* What is being asked
Reproduce each of the entries below word for word, leaving the pictures out of your copy.

== Entries supplied

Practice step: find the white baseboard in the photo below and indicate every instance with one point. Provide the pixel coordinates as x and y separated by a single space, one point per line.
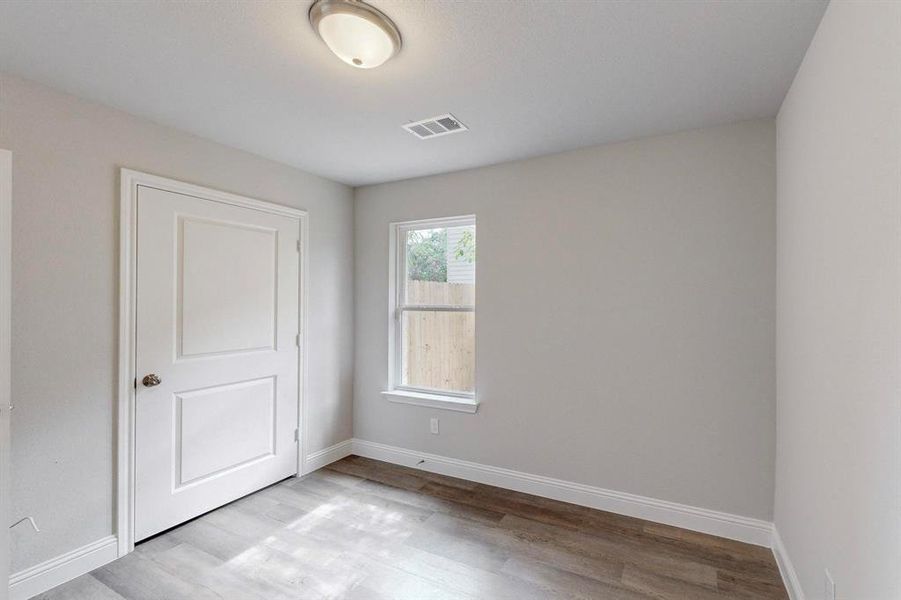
326 456
786 568
735 527
63 568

====

* Task result
Practice step: find the white baseboard in the photo below and indicate every instance with one point. Provide the pixel coordinates as x and y separated by a single space, one point per line.
326 456
786 568
735 527
63 568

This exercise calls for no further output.